>> Start Document passage

#
# = Linear Algebra
#
# Contents:
# 1. {LU Decomposition}[link:files/rdoc/linalg_rdoc.html#1]
# 1. {QR Decomposition}[link:files/rdoc/linalg_rdoc.html#2]
# 1. {QR Decomposition with Column Pivoting}[link:files/rdoc/linalg_rdoc.html#3]
# 1. {Singular Value Decomposition}[link:files/rdoc/linalg_rdoc.html#4]
# 1. {Cholesky Decomposition}[link:files/rdoc/linalg_rdoc.html#5]
# 1. {Tridiagonal Decomposition of Real Symmetric Matrices}[link:files/rdoc/linalg_rdoc.html#6]
# 1. {Tridiagonal Decomposition of Hermitian Matrices}[link:files/rdoc/linalg_rdoc.html#7]
# 1. {Hessenberg Decomposition of Real Matrices}[link:files/rdoc/linalg_rdoc.html#8]
# 1. {Hessenberg-Triangular Decomposition of Real Matrices}[link:files/rdoc/linalg_rdoc.html#9]
# 1. {Bidiagonalization}[link:files/rdoc/linalg_rdoc.html#10]
# 1. {Householder Transformations}[link:files/rdoc/linalg_rdoc.html#11]
# 1. {Householder solver for linear systems}[link:files/rdoc/linalg_rdoc.html#12]
# 1. {Tridiagonal Systems}[link:files/rdoc/linalg_rdoc.html#13]
# 1. {Balancing}[link:files/rdoc/linalg_rdoc.html#14]
# 1. {NArray}[link:files/rdoc/linalg_rdoc.html#15]
#
# == {}[link:index.html"name="1] LU Decomposition
# ---
# * GSL::Linalg::LU.decomp(A)
# * GSL::Matrix#LU_decomp
#
# These method calculate the LU decomposition of the matrix. The returned
# value is an array of [LU, perm, sign].
#
# Examples:
#
# 1. Singleton method of the GSL::Linalg::LU module
#
# >> m = Matrix[1..9, 3, 3]
# => GSL::Matrix:
# [ 1.000e+00 2.000e+00 3.000e+00
# 4.000e+00 5.000e+00 6.000e+00
# 7.000e+00 8.000e+00 9.000e+00 ]
# >> lu, perm, sign = Linalg::LU.decomp(m)
#
# 1. Instance method of GSL::Matrix class
#
# >> lu, perm, sign = m.LU_decomp
#
# ---
# * GSL::Linalg::LU.solve(A, b)
# * GSL::Linalg::LU.solve(lu, perm, b)
# * GSL::Matrix#LU_solve(b)
# * GSL::Linalg::LUMatrix#solve(perm, b)
#
# The following is an example to solve a linear system
#
# A x = b, b = [1, 2, 3, 4]
#
# using LU decomposition.

>> End Document passage
>> Start Excerpted data

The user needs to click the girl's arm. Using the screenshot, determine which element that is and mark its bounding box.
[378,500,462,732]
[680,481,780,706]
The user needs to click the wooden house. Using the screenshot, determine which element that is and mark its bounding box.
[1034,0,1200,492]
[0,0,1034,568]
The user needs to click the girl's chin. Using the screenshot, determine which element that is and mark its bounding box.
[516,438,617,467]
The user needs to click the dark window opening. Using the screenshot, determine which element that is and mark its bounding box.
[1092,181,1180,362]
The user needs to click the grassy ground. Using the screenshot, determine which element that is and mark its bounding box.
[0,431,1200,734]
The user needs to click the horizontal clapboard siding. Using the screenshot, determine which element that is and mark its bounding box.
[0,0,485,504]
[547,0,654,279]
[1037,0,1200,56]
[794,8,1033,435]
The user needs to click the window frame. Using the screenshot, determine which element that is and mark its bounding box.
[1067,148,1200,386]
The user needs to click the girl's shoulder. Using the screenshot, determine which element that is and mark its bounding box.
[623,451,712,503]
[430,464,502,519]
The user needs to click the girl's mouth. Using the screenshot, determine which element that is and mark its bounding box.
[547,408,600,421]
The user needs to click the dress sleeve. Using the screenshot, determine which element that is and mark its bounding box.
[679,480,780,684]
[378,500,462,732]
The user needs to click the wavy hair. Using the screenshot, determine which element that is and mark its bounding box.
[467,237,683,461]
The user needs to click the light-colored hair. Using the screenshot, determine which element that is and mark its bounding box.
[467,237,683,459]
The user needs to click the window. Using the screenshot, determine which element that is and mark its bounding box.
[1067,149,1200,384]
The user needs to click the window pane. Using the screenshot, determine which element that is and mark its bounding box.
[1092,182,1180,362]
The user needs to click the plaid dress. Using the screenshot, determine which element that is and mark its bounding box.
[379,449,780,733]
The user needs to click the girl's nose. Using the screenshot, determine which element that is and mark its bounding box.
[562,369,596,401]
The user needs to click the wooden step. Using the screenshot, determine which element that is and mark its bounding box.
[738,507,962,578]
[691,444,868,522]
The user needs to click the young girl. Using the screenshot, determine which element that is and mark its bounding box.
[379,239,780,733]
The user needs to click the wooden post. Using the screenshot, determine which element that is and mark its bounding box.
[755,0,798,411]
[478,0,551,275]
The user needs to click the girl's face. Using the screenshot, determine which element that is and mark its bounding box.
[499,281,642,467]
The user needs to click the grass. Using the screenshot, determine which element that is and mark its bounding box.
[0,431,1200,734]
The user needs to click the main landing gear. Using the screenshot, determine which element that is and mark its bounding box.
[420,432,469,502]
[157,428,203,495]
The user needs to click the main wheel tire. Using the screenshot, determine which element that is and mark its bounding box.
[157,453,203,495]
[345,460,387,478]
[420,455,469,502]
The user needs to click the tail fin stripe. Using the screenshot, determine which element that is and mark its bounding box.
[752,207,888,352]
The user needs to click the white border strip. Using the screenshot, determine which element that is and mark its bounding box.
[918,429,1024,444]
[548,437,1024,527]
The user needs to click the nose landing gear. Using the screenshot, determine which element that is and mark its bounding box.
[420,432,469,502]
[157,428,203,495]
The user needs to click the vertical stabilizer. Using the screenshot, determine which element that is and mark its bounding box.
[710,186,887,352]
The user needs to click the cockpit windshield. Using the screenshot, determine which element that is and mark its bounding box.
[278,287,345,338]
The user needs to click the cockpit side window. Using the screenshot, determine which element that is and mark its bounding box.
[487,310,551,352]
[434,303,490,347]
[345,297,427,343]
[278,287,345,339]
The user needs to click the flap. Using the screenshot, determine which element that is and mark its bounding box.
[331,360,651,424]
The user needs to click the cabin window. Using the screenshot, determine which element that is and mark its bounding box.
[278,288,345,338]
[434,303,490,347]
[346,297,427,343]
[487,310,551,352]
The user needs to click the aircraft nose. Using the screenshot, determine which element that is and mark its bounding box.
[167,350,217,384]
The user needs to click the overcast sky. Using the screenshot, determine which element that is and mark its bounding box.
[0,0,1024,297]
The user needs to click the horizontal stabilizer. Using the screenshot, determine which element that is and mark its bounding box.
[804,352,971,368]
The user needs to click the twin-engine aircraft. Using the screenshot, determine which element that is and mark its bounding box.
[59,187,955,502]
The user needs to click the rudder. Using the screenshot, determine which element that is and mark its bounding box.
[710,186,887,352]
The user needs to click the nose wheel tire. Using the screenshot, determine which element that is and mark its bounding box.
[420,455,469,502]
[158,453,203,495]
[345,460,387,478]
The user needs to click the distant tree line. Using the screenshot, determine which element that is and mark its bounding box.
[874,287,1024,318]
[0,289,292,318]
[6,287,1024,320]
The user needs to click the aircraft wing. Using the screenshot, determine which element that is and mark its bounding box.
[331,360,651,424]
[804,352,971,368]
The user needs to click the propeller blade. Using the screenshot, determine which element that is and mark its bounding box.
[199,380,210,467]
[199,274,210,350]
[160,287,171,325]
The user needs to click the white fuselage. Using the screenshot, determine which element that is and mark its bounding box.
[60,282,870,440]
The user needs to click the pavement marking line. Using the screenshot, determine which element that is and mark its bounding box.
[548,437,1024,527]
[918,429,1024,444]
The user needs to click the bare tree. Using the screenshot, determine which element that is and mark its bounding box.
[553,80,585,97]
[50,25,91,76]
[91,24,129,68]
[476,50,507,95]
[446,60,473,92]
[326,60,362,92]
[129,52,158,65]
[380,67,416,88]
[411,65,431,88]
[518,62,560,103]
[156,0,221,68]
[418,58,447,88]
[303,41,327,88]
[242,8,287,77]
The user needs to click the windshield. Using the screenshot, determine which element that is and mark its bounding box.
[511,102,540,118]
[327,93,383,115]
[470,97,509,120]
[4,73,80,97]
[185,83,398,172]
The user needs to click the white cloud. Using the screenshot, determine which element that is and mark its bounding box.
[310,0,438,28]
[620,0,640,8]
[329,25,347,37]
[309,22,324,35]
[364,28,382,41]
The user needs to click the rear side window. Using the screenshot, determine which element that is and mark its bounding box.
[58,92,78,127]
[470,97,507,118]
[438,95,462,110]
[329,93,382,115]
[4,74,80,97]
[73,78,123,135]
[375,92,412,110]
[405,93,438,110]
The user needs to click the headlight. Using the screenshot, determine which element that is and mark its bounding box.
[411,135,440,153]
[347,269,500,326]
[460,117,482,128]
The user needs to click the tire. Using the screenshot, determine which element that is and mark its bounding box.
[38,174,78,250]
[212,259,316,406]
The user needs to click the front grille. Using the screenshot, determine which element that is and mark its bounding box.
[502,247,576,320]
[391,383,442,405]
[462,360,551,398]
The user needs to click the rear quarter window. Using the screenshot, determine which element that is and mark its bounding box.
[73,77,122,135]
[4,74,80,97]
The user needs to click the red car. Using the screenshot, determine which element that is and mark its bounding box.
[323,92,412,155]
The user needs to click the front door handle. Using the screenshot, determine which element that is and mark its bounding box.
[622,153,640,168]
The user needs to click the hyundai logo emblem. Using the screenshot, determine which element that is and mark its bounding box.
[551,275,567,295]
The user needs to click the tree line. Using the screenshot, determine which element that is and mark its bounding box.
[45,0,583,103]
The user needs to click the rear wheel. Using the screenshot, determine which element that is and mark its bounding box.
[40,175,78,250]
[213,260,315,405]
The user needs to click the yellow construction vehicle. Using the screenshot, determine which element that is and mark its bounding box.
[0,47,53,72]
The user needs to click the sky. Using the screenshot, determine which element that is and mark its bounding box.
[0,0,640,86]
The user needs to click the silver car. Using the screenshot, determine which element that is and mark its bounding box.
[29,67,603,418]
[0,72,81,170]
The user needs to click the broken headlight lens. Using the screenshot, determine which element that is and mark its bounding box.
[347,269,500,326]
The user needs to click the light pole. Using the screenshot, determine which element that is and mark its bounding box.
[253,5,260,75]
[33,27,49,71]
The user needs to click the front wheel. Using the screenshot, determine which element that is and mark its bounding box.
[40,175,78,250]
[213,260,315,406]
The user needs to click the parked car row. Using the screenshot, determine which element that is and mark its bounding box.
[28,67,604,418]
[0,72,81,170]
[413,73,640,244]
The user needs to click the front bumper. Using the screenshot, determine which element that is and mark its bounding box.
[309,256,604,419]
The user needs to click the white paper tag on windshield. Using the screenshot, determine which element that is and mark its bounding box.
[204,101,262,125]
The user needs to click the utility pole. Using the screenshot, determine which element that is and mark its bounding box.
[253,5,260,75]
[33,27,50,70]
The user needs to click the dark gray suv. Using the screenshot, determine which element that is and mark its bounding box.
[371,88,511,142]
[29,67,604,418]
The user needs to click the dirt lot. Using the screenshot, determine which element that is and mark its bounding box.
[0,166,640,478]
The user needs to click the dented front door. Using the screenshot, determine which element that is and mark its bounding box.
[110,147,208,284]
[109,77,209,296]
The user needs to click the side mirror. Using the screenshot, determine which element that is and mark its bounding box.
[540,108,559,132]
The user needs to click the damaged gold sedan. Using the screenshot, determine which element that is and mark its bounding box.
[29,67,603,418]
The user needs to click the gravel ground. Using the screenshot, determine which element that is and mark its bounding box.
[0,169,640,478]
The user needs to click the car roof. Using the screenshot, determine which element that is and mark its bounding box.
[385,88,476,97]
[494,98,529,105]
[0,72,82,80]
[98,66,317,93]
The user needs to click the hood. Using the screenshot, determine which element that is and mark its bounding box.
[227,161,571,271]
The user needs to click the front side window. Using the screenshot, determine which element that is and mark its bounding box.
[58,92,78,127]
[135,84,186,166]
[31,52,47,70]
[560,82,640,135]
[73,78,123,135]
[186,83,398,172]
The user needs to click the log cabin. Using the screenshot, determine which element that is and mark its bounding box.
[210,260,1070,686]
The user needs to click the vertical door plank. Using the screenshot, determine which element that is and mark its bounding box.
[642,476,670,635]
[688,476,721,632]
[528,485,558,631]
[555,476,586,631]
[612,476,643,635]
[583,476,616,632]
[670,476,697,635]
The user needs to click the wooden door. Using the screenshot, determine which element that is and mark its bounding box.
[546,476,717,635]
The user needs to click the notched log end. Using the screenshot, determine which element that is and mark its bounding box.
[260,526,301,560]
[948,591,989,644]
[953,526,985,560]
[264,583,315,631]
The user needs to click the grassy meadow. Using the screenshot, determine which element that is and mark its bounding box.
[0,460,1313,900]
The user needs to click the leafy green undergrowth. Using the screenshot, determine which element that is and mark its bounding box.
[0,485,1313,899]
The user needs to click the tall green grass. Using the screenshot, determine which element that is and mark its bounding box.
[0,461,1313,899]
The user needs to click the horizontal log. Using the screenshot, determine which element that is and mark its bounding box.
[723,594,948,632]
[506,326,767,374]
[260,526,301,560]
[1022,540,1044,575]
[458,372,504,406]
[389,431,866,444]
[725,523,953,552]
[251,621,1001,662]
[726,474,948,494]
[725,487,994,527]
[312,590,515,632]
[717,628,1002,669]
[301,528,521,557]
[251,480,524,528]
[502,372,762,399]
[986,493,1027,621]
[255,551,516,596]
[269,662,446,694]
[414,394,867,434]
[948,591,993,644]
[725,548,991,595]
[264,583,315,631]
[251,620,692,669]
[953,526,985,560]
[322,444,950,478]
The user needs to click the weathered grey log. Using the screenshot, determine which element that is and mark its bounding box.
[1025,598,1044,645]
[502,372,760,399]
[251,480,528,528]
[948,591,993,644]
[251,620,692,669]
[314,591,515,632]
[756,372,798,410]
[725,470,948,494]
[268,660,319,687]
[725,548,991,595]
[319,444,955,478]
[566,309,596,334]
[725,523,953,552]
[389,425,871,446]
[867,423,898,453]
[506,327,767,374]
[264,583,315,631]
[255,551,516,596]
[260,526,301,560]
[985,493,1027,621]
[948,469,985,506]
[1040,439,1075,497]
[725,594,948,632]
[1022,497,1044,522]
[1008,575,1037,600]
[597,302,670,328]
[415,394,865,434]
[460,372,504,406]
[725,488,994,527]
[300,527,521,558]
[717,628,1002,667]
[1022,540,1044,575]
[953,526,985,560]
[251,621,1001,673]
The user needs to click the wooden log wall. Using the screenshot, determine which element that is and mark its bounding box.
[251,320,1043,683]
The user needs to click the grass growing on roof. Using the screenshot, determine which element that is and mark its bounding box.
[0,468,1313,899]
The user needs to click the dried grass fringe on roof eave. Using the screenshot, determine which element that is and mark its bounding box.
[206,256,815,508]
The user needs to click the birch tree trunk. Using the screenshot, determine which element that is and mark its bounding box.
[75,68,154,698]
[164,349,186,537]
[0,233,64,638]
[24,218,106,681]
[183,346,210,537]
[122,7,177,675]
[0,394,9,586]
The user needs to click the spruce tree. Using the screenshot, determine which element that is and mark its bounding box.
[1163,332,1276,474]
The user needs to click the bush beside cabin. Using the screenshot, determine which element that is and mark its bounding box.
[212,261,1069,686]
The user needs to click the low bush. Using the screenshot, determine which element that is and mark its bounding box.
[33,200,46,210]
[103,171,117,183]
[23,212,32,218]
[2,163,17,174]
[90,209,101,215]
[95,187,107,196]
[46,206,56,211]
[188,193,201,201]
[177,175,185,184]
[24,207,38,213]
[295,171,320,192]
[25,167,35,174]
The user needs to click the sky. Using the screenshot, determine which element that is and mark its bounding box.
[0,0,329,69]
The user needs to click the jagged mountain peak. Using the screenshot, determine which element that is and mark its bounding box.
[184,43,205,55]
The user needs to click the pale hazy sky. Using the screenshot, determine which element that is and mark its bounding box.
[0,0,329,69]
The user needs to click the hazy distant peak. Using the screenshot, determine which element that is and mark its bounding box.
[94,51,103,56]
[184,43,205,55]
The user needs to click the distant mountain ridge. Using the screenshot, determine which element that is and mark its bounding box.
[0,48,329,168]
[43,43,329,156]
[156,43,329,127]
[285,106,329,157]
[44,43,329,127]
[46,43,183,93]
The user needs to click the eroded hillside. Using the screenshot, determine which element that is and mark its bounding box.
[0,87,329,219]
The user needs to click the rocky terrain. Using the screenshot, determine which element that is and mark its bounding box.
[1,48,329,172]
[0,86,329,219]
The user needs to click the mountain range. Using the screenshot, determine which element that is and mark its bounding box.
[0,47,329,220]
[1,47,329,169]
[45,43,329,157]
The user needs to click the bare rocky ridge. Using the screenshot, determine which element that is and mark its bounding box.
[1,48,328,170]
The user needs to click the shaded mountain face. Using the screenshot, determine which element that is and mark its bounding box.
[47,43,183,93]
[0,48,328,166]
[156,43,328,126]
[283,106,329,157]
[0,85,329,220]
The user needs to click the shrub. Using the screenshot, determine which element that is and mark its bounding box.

>> End Excerpted data

To-do list:
a) Print everything in the linear algebra documentation from "# * GSL::Linalg::LU.solve(lu, perm, b)" down to "using LU decomposition.".
b) In the linear algebra documentation, what value do the LU decomposition methods return?
The data entries have no connection to the linear algebra documentation.

Task answers:
a)
# * GSL::Linalg::LU.solve(lu, perm, b)
# * GSL::Matrix#LU_solve(b)
# * GSL::Linalg::LUMatrix#solve(perm, b)
#
# The following is an example to solve a linear system
#
# A x = b, b = [1, 2, 3, 4]
#
# using LU decomposition.

b) An array of [LU, perm, sign].